The exercise: Copy every item below word for word, line by line.

Dataset rows:
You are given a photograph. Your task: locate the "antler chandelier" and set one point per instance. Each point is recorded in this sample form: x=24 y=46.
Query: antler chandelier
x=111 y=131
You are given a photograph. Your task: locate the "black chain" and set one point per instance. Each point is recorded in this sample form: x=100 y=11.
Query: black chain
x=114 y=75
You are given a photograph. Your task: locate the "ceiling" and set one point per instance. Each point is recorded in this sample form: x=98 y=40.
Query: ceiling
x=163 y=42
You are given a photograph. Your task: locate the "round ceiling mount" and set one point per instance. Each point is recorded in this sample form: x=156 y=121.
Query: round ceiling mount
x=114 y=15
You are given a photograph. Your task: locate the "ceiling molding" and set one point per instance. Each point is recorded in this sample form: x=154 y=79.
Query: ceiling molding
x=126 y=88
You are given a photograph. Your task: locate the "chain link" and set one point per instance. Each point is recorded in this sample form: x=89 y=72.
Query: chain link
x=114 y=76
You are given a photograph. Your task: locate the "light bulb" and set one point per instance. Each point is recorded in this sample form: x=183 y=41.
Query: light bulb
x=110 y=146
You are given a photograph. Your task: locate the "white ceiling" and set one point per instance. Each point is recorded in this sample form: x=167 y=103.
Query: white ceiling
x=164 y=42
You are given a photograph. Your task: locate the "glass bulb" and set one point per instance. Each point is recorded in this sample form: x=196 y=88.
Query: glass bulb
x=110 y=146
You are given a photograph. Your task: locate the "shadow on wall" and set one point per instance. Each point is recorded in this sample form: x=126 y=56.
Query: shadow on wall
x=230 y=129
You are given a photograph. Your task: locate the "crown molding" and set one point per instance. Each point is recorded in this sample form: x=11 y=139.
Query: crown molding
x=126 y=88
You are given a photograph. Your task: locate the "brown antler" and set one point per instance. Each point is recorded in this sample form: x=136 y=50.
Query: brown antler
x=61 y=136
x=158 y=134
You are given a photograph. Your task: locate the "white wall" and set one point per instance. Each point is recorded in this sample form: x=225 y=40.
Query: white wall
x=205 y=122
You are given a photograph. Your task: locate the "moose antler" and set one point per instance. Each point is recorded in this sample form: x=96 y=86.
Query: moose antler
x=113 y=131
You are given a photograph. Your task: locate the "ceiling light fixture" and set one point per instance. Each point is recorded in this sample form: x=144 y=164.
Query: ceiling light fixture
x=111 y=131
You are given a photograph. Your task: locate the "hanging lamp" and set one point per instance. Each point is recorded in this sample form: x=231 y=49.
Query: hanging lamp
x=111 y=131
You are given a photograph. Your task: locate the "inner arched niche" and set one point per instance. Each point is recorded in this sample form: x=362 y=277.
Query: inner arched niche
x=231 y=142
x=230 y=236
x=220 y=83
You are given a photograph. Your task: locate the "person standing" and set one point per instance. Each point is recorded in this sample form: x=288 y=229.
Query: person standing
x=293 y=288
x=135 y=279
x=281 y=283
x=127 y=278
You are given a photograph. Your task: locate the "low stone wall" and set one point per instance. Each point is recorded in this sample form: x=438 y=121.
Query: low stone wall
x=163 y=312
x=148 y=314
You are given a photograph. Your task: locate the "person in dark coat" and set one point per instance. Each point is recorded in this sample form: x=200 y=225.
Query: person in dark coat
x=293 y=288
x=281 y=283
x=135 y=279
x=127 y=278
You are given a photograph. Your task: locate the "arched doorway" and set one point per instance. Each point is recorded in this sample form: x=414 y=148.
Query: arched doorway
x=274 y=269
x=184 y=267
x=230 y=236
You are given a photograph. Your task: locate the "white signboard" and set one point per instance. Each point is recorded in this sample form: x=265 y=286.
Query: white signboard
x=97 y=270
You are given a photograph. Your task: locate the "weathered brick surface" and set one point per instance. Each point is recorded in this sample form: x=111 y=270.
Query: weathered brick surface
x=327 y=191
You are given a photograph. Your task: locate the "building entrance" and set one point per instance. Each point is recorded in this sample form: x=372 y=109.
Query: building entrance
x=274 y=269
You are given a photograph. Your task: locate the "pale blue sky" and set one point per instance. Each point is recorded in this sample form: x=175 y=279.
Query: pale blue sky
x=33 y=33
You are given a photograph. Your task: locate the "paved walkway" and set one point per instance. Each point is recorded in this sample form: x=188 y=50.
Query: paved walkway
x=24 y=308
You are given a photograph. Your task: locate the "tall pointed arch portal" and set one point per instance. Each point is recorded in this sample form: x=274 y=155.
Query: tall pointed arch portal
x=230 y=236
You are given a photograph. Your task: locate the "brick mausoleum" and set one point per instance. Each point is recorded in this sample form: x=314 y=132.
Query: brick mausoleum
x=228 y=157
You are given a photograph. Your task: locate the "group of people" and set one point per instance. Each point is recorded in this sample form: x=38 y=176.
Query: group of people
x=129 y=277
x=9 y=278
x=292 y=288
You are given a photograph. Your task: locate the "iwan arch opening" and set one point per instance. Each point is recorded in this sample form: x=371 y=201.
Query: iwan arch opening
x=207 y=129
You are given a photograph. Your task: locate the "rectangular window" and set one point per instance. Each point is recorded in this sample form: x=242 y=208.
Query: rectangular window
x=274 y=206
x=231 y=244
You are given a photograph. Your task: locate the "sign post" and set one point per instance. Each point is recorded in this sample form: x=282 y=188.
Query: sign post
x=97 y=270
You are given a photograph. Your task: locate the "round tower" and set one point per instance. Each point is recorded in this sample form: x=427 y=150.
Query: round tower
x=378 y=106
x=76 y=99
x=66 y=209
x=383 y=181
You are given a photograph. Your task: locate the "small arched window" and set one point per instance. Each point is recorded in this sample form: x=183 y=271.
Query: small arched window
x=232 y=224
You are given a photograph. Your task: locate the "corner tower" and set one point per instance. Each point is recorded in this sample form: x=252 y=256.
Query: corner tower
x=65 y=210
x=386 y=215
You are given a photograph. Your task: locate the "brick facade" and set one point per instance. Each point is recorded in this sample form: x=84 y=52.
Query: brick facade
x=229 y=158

Exercise result:
You are given a photograph. Your task: locate the "antler chandelier" and set one point per instance. Each point is recorded in this sample form: x=24 y=46.
Query: antler chandelier
x=111 y=131
You are given a photograph. Your task: locate the "black chain" and set one point per instance. Each point is recorded in this sample form: x=100 y=11.
Query: black chain
x=114 y=75
You are given a photograph. Your task: locate the "ceiling" and set one point per instance. Each point is recorded in this sample form: x=98 y=40.
Query: ceiling
x=163 y=42
You are given a photograph. Your task: locate the "round ceiling mount" and set one point per instance. Each point is recorded in this sample form: x=156 y=121.
Query: round ceiling mount
x=114 y=15
You are given a photograph. Your task: locate the "ceiling molding" and set one point per instance. Each point is recorded in this sample form: x=154 y=79.
Query: ceiling molding
x=126 y=88
You are given a photograph. Your task: locate the "chain link" and set one point per instance. Each point is recorded in this sample form: x=89 y=72.
Query: chain link
x=114 y=76
You are given a photograph. Your task: locate the "light bulb" and set one point per instance. Each point is recorded in this sample form: x=183 y=41.
Query: light bulb
x=110 y=146
You are given a photograph. Your task: locate the "white ceiling" and set one point per instance. Each point is recorded in this sample form: x=167 y=103.
Query: white ceiling
x=164 y=42
You are given a photograph. Your task: locate the "glass bulb" and set one point per instance. Each point is recorded in this sample form: x=196 y=88.
Query: glass bulb
x=110 y=146
You are given a photograph. Your task: locate the "shadow on wall" and set one point per instance. Each point is recorded in this sample form: x=126 y=56.
Query: shadow on wall
x=230 y=129
You are given a photograph. Your task: locate the "crown molding" and set one point per instance. Each point is recorded in this sample form: x=11 y=139.
Query: crown molding
x=126 y=88
You are given a photograph. Your task: locate the "brown antler" and set one point per instance. Each point is recorded in this sample form: x=136 y=50.
Query: brown antler
x=61 y=136
x=158 y=134
You are given a photograph. Your task: locate the "white wall" and set one point per instance. Each point is recorded in this sample form: x=225 y=40.
Query: white wall
x=205 y=122
You are given a photograph. Your task: locate the "moose antler" and set one point per instance. Each point is recorded in this sample form: x=96 y=86.
Query: moose antler
x=113 y=131
You are given a photograph. Your task: locate the "ceiling light fixture" and set one point per instance. Each point is recorded in this sample form: x=144 y=164.
Query: ceiling light fixture
x=111 y=131
You are given a photograph. Your task: locate the "hanging lamp" and set one point per instance. Each point is recorded in this sample form: x=231 y=49.
Query: hanging lamp
x=111 y=131
You are given a photograph. Your task: locate the "inner arched niche" and set one point per instance. Each point is recorded in this sample form: x=362 y=277.
Query: inner arched niche
x=231 y=142
x=230 y=236
x=220 y=83
You are given a photograph. Your task: locate the "person standing" and set one point per instance. Each point is recorded in this sample form: x=288 y=229.
Query: person standing
x=293 y=288
x=135 y=279
x=281 y=283
x=127 y=278
You are given a photograph. Your task: locate the "low stone wall" and set one point per instance. Each point is recorded in this sample form: x=438 y=121.
Query: low stone wall
x=163 y=312
x=148 y=314
You are given a photograph. Your task: locate the "person in dark coat" and set one point per instance. Each point is recorded in this sample form: x=200 y=225.
Query: person in dark coat
x=293 y=288
x=281 y=283
x=135 y=279
x=127 y=278
You are given a photograph. Your task: locate the "arched doorway" and set one point per instance. Each point is recorded in this sample form: x=414 y=148.
Query: arched doorway
x=274 y=269
x=184 y=267
x=230 y=236
You are given a photograph. Your task: locate the "white signboard" and set one point per instance. Each point is recorded in this sample form: x=265 y=286.
Query: white signboard
x=97 y=270
You are given a photograph. Your task: locate the "weathered brick surface" and set one point per instance. Each point is recorded in this sample form: x=111 y=270.
Query: weathered brick surface
x=327 y=191
You are given a photograph. Your task: locate the "building entrance" and set one point per instance. Each point is recorded in this sample form: x=372 y=109.
Query: building entrance
x=274 y=269
You are given a photograph. Your task: locate the "pale blue sky" and set one point per instance. Each point is recorded in this sample form: x=175 y=279.
Query: pale blue sky
x=33 y=33
You are given a photograph. Your task: locate the "paved walkway" and set one point per instance. Each point is recorded in this sample form: x=188 y=50.
Query: paved walkway
x=24 y=308
You are given a photograph. Your task: locate the "tall pointed arch portal" and set one point per instance. Each point is recorded in this sample form: x=274 y=155.
Query: tall pointed arch portal
x=230 y=236
You are given a photograph. Your task: locate the "brick mausoleum" and set one point per instance. Each point is recorded in this sample form: x=314 y=132.
Query: brick mausoleum
x=228 y=157
You are given a photograph. Your task: locate the "group of people" and set one point per instance. Each point is recorded in this sample form: x=38 y=176.
Query: group of people
x=129 y=277
x=9 y=278
x=292 y=288
You are given a photograph. Your task: locate the "iwan arch opening" and set one point per instance. Each point is recorded in this sample form: x=371 y=201.
Query: iwan arch opening
x=207 y=129
You are given a photograph. Your task: locate the "rectangular window" and set one point per instance. Each point is recorded in this sample form: x=242 y=208.
Query: rectangular window
x=274 y=206
x=231 y=244
You are given a photograph. Your task: locate the "sign post" and set one point per instance. Each point is recorded in this sample form: x=282 y=188.
Query: sign post
x=97 y=270
You are given a photograph. Your task: locate the "round tower" and set one point per instance. Each point is recorded in this sample form: x=427 y=150.
Query: round tower
x=378 y=106
x=76 y=99
x=66 y=209
x=383 y=181
You are given a photograph. Your task: locate the "small arched window" and set one point per instance. Each point is recorded in this sample form: x=183 y=271.
Query: small arched window
x=232 y=224
You are given a photograph. Your task: locate the "corner tower" and set one point per instance. Each point is recorded in this sample form: x=252 y=256.
Query: corner tower
x=65 y=210
x=386 y=215
You are given a photograph. Your task: locate the "brick facade" and set one point per instance. Each point is recorded in this sample form: x=84 y=52.
Query: brick facade
x=229 y=158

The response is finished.